§ **TESTO PROPOSTO**:

-.-.-

Negli Anni ’80, alba o tramonto, il canovaccio prevede ancora Gran Premi contraddistinti da pochi piloti a pieni giri, distacchi consistenti ed una lunga lista di doppiati. E non potrebbe essere altrimenti, considerata la snellezza e la genuinità dei regolamenti tecnici e sportivi. 4 maggio 1980, GP del Belgio, Zolder. A trionfare è Didier Pironi (Ligier JS11/15-Cosworth); alle sue spalle, Alan Jones (ad oltre 47 secondi, Williams FW07-Cosworth) e Carlos Reutemann (ad oltre 1 minuto e 24 secondi, Williams FW07-Cosworth). I tre piloti ultimano i 72 giri di gara previsti. Arnoux (4°, Renault RE20), Jarier (5°, Tyrrell 010-Cosworth), Gilles Villeneuve (6°, Ferrari 312T5) e Keke Rosberg (7°, Fittipaldi F7-Cosworth) sono doppiati di 1 giro, Scheckter (8°, Ferrari 312T5) e Derek Daly (9°, Tyrrell 010-Cosworth) di due. E voliamo al 1989. 7 maggio, Monaco. Ne vediamo delle belle, peraltro su un tracciato che, in teoria, dovrebbe livellare i valori in campo. Vince Ayrton Senna (McLaren Mp4/5-Honda), il quale copre 77 giri (corsa prevista su 78 giri; un giro viene decurtato a seguito dell’annullamento della procedura di partenza) in poco meno di 1 ora e 55 minuti. Al 2° posto, distaccato di oltre 52 secondi e al volante della medesima monoposto del brasiliano, Alain Prost. I piloti a pieni giri finiscono qui. Stefano Modena, 3° (Brabham BT58-Judd), completa 76 giri, Alex Caffi (4°, Dallara 189-Cosworth), Michele Alboreto (5°, Tyrrell 018-Cosworth), Martin Brundle (6°, Brabham BT58-Judd), Eddie Cheever (7°, Arrows A11-Cosworth) sono fermi a 75 passaggi. Alessandro Nannini (8°, Benetton B188-Cosworth), Jonathan Palmer (9°, Tyrrell 018-Cosworth) e Thierry Boutsen (10°, Williams F12C-Renault) chiudono la corsa doppiati di 3 giri.

-.-.-

§ **IL COMPITO**:
Nel testo sui Gran Premi degli anni Ottanta, chi vince il GP del Belgio disputato a Zolder il 4 maggio 1980? I record non hanno alcun rapporto con il testo.

§ **MATERIALE FORNITO**:

-.-.-

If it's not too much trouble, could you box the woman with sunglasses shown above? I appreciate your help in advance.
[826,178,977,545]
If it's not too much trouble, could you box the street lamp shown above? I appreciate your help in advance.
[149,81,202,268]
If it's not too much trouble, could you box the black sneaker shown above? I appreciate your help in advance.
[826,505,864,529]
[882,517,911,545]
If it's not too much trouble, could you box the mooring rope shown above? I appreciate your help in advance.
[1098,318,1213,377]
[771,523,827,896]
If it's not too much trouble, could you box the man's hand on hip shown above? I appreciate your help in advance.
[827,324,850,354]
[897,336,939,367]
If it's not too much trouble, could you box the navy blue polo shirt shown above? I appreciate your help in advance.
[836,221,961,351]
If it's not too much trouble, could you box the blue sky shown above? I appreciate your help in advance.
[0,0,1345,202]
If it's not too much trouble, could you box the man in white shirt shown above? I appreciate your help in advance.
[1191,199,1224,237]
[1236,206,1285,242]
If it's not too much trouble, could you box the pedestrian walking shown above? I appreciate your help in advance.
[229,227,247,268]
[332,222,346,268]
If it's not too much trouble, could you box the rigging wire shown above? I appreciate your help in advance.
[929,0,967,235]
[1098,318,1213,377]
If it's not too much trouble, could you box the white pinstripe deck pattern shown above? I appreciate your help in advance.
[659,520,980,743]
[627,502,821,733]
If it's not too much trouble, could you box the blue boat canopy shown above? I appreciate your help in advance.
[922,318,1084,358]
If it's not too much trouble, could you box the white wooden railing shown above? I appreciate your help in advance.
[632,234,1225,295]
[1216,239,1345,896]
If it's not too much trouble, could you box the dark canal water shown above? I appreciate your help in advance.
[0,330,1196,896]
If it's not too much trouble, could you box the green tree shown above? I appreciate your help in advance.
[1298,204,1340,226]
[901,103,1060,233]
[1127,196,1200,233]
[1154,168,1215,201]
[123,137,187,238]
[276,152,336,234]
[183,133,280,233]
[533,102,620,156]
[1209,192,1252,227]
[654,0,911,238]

-.-.-

§ **RISPOSTA**:
Didier Pironi, su Ligier JS11/15-Cosworth.